▶ [Extract to read]:
• • • • •
Some facts about the current experience of patients tell the story:
• The typical wait between referral from GP and being seen by a neurologist is 2 years
• The patient will be seen for a second time after depending on circumstances, medical condition and level of stability
• The majority of patients undergoing a diagnostic work up will require brain imaging using MRI. The typical wait for the scan is 9 months
• If a video EEG is needed, patients typically wait for 2 years for an available inpatient slot
• If after MRI and EEG surgery is deemed necessary, patients typically wait a further 1 year

The total waiting time for a new patient from first referral through to surgery is therefore in excess of five years. Given the volatility of this condition and the uncertainty and anxiety which it produces in patients and their families, this wait is unbearably long and has a major impact on their quality of life. It also directly impacts the personal safety of sufferers –injuries and even death arising from uncontrolled seizures – and it often impacts vocational and social life.
• • • • •
▶ [Data shown]:
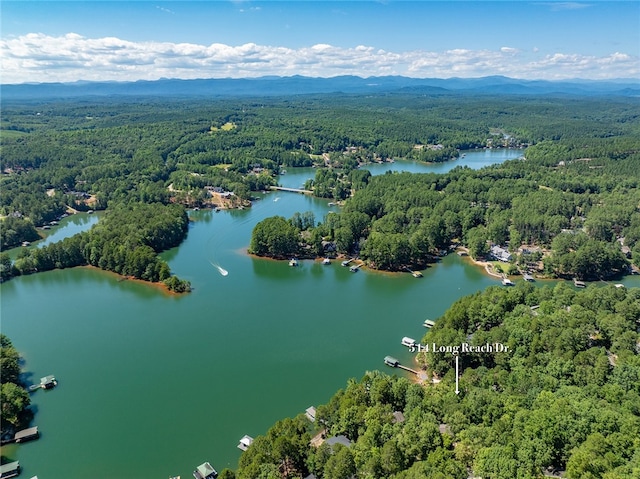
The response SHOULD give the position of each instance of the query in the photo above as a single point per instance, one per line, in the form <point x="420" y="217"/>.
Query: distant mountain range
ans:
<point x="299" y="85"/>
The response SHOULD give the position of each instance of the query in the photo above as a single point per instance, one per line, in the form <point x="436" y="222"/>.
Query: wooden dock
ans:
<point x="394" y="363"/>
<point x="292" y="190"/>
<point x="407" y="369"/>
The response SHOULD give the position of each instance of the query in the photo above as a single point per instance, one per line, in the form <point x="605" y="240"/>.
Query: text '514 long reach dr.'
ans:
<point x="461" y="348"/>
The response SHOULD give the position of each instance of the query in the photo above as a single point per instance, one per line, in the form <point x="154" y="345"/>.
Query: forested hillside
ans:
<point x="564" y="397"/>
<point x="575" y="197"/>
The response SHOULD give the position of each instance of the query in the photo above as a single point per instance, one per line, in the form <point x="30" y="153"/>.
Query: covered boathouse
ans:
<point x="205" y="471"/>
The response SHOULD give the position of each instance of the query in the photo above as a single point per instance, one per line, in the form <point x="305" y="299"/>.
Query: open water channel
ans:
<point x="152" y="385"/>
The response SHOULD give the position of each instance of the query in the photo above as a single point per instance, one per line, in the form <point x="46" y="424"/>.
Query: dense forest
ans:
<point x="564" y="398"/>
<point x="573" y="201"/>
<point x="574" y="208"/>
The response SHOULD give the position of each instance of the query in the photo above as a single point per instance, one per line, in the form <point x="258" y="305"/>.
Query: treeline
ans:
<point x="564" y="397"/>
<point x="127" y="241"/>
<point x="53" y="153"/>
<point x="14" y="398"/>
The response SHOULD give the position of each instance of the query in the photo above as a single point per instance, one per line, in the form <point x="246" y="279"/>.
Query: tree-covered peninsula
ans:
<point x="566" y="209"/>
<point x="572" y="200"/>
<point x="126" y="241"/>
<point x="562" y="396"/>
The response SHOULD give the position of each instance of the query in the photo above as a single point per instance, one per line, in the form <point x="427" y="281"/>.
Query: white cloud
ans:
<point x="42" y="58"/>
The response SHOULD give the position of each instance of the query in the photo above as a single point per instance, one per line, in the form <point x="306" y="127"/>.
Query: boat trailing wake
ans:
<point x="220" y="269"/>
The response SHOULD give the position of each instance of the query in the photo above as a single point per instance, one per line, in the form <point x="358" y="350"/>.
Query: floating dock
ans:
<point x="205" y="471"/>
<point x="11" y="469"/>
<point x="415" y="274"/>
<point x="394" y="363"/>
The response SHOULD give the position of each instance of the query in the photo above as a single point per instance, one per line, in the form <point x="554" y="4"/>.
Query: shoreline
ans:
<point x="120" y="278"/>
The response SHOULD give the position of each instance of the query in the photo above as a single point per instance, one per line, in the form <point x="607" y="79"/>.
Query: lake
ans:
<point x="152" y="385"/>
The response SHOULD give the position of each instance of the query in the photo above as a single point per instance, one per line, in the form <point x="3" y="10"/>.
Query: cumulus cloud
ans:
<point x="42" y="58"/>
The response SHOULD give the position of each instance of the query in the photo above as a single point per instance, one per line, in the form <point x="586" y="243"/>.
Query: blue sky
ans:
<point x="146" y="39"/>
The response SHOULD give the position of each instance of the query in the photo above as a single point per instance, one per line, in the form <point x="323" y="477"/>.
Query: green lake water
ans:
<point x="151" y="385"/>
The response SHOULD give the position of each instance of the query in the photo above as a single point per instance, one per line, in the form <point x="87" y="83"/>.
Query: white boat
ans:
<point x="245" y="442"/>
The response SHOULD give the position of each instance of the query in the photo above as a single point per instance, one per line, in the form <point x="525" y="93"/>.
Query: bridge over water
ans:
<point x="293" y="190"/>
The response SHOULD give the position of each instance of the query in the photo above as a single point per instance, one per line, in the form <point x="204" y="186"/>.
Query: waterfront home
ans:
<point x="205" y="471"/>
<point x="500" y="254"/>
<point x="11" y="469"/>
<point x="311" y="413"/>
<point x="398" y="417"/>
• • • • •
▶ [Assigned task A]:
In the passage on patient waiting times, rewrite the paragraph beginning "The total waiting time for a new patient" more briefly, keeping its main facts.
▶ [Assigned task B]:
Reproduce the part of the passage on patient waiting times starting at "The total waiting" and ending at "and social life.".
▶ [Assigned task C]:
Carry on the passage on patient waiting times from its final sentence.
None of the rows are needed for this work.

▶ [Exercise response A]:
A new patient waits over five years from first referral to surgery. For a volatile condition that causes patients and families uncertainty and anxiety, this is unbearably long. It seriously harms quality of life, risks injury or death from uncontrolled seizures, and often disrupts work and social life.

▶ [Exercise response B]:
The total waiting time for a new patient from first referral through to surgery is therefore in excess of five years. Given the volatility of this condition and the uncertainty and anxiety which it produces in patients and their families, this wait is unbearably long and has a major impact on their quality of life. It also directly impacts the personal safety of sufferers –injuries and even death arising from uncontrolled seizures – and it often impacts vocational and social life.

▶ [Exercise response C]:
Current and possible pathways of care

Current Model Possible Model

The Benefits of a National Epilepsy Centre

The pathways of care shown above detail the current scenario (patient A) and the improvements which can be introduced through a national epilepsy centre (Patient B). Patients attending their GPs or A&E departments will have access to speedy diagnosis. Thereafter if a full day assessment is needed, this will take place within two weeks. This can be followed almost immediately by in-house EEG and MRI assessment. Typically the pathway from first referral to surgery (if needed) using the facilities of the national centre would be four months. Patients using the facilities would be clear about the steps on the journey of diagnosis and treatment and would have these steps delivered in a timely manner which would facilitate them being able to order their lives and deal purposefully with their new diagnosis. There would be much more of a sense of sufferers having control over what was happening to them.

The national centre will also enable neurologists and GPs to monitor patients at agreed intervals knowing that expert support and advice is available on a 24/7 basis. In addition, where appropriate the national centre will empower patients to take a more pro-active role in managing their condition. The centre would become the location where all complex cases are monitored and where all those deemed suitable for surgery or other procedures such as Vagal Nerve Stimulation are assessed, prepared for surgery and provided with post surgery care.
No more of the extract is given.